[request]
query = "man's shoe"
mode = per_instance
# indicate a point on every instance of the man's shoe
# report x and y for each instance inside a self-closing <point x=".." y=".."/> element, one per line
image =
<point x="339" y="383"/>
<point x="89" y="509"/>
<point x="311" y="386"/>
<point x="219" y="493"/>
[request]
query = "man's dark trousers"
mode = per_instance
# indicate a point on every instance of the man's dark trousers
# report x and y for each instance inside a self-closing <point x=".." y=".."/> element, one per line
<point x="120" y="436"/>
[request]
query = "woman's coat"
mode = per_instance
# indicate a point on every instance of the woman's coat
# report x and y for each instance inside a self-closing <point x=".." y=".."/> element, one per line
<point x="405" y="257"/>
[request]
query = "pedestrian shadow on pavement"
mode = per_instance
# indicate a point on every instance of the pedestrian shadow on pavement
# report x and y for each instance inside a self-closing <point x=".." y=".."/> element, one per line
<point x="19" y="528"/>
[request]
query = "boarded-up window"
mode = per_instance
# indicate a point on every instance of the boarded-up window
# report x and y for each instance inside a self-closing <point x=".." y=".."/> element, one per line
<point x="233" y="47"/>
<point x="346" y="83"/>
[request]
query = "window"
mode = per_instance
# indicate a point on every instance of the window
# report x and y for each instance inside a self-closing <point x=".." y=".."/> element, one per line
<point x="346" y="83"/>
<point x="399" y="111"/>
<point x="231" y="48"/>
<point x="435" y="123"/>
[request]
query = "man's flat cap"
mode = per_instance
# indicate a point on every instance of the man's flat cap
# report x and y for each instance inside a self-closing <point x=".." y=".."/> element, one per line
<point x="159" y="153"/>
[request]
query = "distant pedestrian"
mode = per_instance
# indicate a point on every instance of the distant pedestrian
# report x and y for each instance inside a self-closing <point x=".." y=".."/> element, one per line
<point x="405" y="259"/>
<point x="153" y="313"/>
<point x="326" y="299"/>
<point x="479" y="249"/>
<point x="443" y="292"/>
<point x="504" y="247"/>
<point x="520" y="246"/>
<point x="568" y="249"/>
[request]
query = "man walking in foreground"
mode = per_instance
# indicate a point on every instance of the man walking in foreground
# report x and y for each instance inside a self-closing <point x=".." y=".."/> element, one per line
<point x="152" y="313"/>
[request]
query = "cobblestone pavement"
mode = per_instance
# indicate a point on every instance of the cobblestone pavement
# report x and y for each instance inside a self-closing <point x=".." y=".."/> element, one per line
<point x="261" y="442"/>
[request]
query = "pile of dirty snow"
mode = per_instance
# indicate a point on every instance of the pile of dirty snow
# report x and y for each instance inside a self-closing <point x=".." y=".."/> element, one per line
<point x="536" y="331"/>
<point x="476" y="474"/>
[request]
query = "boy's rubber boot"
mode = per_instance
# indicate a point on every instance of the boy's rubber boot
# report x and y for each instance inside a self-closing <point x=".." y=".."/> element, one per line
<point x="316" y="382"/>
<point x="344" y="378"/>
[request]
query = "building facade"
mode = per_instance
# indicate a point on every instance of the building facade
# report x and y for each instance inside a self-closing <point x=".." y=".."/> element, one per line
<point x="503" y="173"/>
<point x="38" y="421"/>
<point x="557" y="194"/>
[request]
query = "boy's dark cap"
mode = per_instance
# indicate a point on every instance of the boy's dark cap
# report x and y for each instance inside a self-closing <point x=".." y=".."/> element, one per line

—————

- [Problem to solve]: Print each of the lines above again, unchanged.

- [Reply to the exercise]:
[request]
query = "man's shoe"
mode = per_instance
# indicate a point on every instance of the man's shoe
# report x and y for each instance inside a self-closing <point x=".." y=".."/> element, one per line
image =
<point x="339" y="383"/>
<point x="89" y="509"/>
<point x="311" y="386"/>
<point x="219" y="493"/>
[request]
query = "man's dark trousers"
mode = per_instance
# indicate a point on every instance of the man's dark trousers
# report x and y for each instance inside a self-closing <point x=".." y=".."/> element, one per line
<point x="120" y="436"/>
[request]
query = "woman's coat"
mode = per_instance
# indicate a point on every instance of the woman's coat
# report x and y for each instance inside a self-closing <point x=".." y=".."/> element, one per line
<point x="405" y="257"/>
[request]
query = "pedestrian shadow on pavement"
mode = per_instance
# indicate a point on every instance of the pedestrian shadow on pavement
# report x and y for each instance inside a self-closing <point x=".." y=".."/> element, one per line
<point x="19" y="528"/>
[request]
query = "boarded-up window"
mode = per_instance
# indicate a point on every instance of the boarded-up window
# report x and y for each instance inside a self-closing <point x=".." y=".."/> element, one per line
<point x="233" y="47"/>
<point x="346" y="83"/>
[request]
query = "window"
mode = per_instance
# indicate a point on every instance of the window
# report x and y for each instance inside a self-closing <point x=".." y=".."/> element, one per line
<point x="346" y="83"/>
<point x="399" y="111"/>
<point x="231" y="48"/>
<point x="435" y="123"/>
[request]
query = "man's flat cap"
mode = per_instance
# indicate a point on every instance of the man's flat cap
# report x and y for each instance inside a self-closing <point x=".." y=".."/> element, one per line
<point x="159" y="153"/>
[request]
query = "distant pedestrian"
mode = per_instance
# indicate a point on every instance of the distant pedestrian
# report x and y for each instance inside a self-closing <point x=".." y=".."/> element, one per line
<point x="405" y="259"/>
<point x="153" y="313"/>
<point x="326" y="299"/>
<point x="479" y="249"/>
<point x="443" y="292"/>
<point x="504" y="247"/>
<point x="520" y="246"/>
<point x="568" y="249"/>
[request]
query = "man walking in foreground"
mode = per_instance
# indicate a point on every instance of the man walking in foreground
# report x and y for each instance inside a self-closing <point x=".." y=".."/> element, one per line
<point x="152" y="313"/>
[request]
query = "cobblestone pavement"
mode = per_instance
# indicate a point on every instance of the cobblestone pavement
# report x and y for each instance inside a self-closing <point x=".." y=".."/> element, one per line
<point x="261" y="442"/>
[request]
query = "pile of dirty snow"
mode = per_instance
# indicate a point on every instance of the pile of dirty snow
# report x and y for each instance inside a self-closing <point x=".." y=".."/> element, one per line
<point x="536" y="331"/>
<point x="476" y="474"/>
[request]
query = "boy's rubber boot"
mode = per_instance
# indicate a point on every instance of the boy's rubber boot
# report x and y for each instance inside a self-closing <point x=".." y=".."/> element, one per line
<point x="316" y="382"/>
<point x="344" y="378"/>
[request]
query = "building facade"
mode = per_instance
# indicate a point on every instance of the building facade
# report x and y for each instance inside a self-closing <point x=".." y=".."/> element, one per line
<point x="503" y="173"/>
<point x="38" y="421"/>
<point x="557" y="194"/>
[request]
query = "boy's dark cap"
mode = per_instance
# indicate a point on every instance of the boy's dark cap
# report x and y for each instance inside a self-closing <point x=".." y=".."/> element, one per line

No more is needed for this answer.